[PROBLEM TO WORK ON] Extract the complete listing and repeat it word for word.

[START OF PROVIDED INFORMATION]

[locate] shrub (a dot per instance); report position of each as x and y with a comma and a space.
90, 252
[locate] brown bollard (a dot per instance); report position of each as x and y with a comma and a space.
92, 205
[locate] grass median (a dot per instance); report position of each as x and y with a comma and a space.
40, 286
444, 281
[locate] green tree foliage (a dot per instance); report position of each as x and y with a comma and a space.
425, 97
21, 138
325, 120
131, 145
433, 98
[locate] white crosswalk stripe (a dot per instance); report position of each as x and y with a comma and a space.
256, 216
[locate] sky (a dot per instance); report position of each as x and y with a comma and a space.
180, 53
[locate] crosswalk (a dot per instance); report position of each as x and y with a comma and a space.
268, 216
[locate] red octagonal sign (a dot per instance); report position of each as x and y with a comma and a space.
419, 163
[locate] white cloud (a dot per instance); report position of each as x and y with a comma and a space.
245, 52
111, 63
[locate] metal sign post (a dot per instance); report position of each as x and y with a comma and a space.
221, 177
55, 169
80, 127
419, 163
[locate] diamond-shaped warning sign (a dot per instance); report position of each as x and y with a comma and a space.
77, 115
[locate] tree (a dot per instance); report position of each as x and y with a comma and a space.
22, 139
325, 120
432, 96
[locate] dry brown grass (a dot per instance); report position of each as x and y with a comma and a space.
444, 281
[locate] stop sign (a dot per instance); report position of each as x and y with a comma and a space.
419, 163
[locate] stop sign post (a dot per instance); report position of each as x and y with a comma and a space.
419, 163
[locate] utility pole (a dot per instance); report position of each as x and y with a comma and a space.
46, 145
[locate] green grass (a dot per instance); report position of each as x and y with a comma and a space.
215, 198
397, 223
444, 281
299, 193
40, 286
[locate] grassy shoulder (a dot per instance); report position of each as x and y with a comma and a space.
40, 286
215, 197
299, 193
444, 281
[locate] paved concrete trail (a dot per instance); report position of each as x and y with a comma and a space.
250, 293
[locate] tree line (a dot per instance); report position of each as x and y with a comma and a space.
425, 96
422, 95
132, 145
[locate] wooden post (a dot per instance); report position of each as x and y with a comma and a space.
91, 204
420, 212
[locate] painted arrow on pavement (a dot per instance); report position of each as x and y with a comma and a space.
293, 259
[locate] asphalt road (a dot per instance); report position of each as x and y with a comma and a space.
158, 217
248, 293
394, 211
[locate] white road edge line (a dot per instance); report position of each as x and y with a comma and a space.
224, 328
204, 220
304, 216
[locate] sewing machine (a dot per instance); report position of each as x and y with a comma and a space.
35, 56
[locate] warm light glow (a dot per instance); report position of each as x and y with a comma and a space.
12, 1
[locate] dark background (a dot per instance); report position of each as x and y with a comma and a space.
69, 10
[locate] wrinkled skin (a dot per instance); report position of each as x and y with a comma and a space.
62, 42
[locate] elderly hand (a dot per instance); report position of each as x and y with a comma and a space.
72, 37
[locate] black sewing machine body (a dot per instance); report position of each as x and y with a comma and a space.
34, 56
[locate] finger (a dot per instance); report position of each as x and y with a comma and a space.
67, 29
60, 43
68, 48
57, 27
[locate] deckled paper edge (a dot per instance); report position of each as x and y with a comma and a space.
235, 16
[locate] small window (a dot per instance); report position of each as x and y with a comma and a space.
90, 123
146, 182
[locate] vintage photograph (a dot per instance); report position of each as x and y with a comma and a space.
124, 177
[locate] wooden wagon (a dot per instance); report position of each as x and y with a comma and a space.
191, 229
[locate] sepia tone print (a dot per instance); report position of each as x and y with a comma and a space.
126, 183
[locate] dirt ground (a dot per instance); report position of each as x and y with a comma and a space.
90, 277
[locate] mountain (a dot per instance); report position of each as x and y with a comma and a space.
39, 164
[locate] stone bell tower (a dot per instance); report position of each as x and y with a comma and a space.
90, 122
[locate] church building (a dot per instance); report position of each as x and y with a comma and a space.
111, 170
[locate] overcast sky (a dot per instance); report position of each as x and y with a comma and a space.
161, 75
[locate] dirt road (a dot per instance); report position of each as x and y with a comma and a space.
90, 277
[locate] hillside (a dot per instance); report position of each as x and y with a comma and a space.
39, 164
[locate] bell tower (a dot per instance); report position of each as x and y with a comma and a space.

[END OF PROVIDED INFORMATION]

[RESULT]
[locate] shrub (a dot per instance); report position of each as x and y with a comma and a space.
90, 252
[locate] brown bollard (a dot per instance); report position of each as x and y with a comma and a space.
92, 205
[locate] grass median (a dot per instance); report position of each as x and y with a comma and a space.
40, 286
444, 281
[locate] green tree foliage (a dot per instance); report position of each as x and y with a comma and a space.
425, 97
21, 138
325, 120
131, 145
433, 98
[locate] white crosswalk stripe (a dot per instance); report position of each as x and y with a comma and a space.
256, 216
[locate] sky (a dot per instance); report position of each as x and y with a comma and a space.
180, 53
[locate] crosswalk (a dot per instance); report position of each as x and y with a comma and a space.
268, 216
[locate] red octagonal sign (a dot per instance); report position of each as x and y with a comma and a space.
419, 163
[locate] white cloud (a dot per instance); report position of each as x and y with a comma and a space.
245, 52
111, 63
[locate] metal sign post (a dot per instance); report position of each as x and y with a comma and a space.
221, 177
55, 169
80, 127
419, 163
[locate] diamond-shaped warning sign (a dot per instance); report position of each as x and y with a comma and a space.
77, 115
[locate] tree (a dot per instance); report position of each as x and y with a comma and a space.
22, 139
325, 120
432, 96
[locate] dry brown grass (a dot per instance); report position of each as x and y with a comma and a space.
444, 281
[locate] stop sign (a dot per instance); report position of each as x and y with a comma and a space.
419, 163
[locate] stop sign post (a dot per instance); report position of each as x and y with a comma and a space.
419, 163
[locate] utility pole (a dot per instance); report position of each as x and y with a comma and a space.
46, 145
[locate] green grass (a dot per instance); report position of each as x and y with a comma and a space.
215, 198
397, 223
444, 281
299, 193
40, 286
[locate] grassy shoulder (a dot per instance); report position of each as x and y with a comma and a space.
40, 286
215, 197
299, 193
444, 281
[locate] paved concrete trail (a dot per instance); report position of each as x and y with a comma and a space.
250, 293
[locate] tree line (a dot per instance); report position of each as x and y with a comma and a space.
425, 96
422, 95
132, 145
[locate] wooden post (a dot per instance); report position of each as x and y with a comma and a space.
91, 204
420, 212
[locate] painted arrow on pavement (a dot per instance); report position of each as x and y with a comma and a space.
293, 259
[locate] asphalt road (a dot per instance); report position of each as x and y with a comma and a space.
158, 217
248, 293
394, 211
[locate] white road edge line (a dot per instance); report position of each as x and y with a comma and a space.
224, 328
204, 220
304, 216
[locate] sewing machine (a dot per instance); report position of each as x and y with a comma and a space.
35, 56
[locate] warm light glow (a dot per instance); report position of each as x and y with a comma and a space.
12, 1
[locate] dark background (a dot per instance); report position of each as x and y with a comma and a space.
69, 10
[locate] wrinkled skin (a dot per instance); report position of each as x and y with a comma and a space.
62, 42
[locate] elderly hand (a dot per instance); report position of each as x and y with a comma and a space.
72, 37
[locate] black sewing machine body (a dot per instance); report position of each as x and y with a comma and a space.
34, 56
[locate] finger (a dot per instance); report position of each as x and y with a comma and a space.
67, 29
60, 43
68, 48
57, 27
[locate] deckled paper edge (a dot per instance); report position of each as x and y with a comma and a space.
235, 16
[locate] small window (a dot per instance); report position of each as x and y with a comma and a space.
90, 123
146, 182
[locate] vintage photograph (a dot per instance); report position of each as x and y with a comma and a space.
124, 177
[locate] wooden wagon (a dot per instance); report position of each as x and y with a comma and a space.
191, 229
[locate] sepia tone print (a dot per instance); report position of each as x and y with a comma and a space.
126, 183
[locate] dirt ground (a dot per instance); report position of each as x and y with a comma and a space.
90, 277
[locate] mountain (a dot per instance); report position of each as x and y with a comma and a space.
39, 164
[locate] stone bell tower (a dot per instance); report position of each as x and y with a comma and a space.
90, 122
[locate] church building (a dot per instance); report position of each as x and y with a comma and a space.
111, 170
[locate] overcast sky (a dot per instance); report position of each as x and y with a comma and a space.
161, 75
[locate] dirt road (a dot per instance); report position of each as x and y with a comma and a space.
90, 277
[locate] hillside (a dot per instance); report position of each as x and y with a comma and a space.
39, 164
[locate] bell tower (a dot per instance); report position of each as x and y with a comma and a space.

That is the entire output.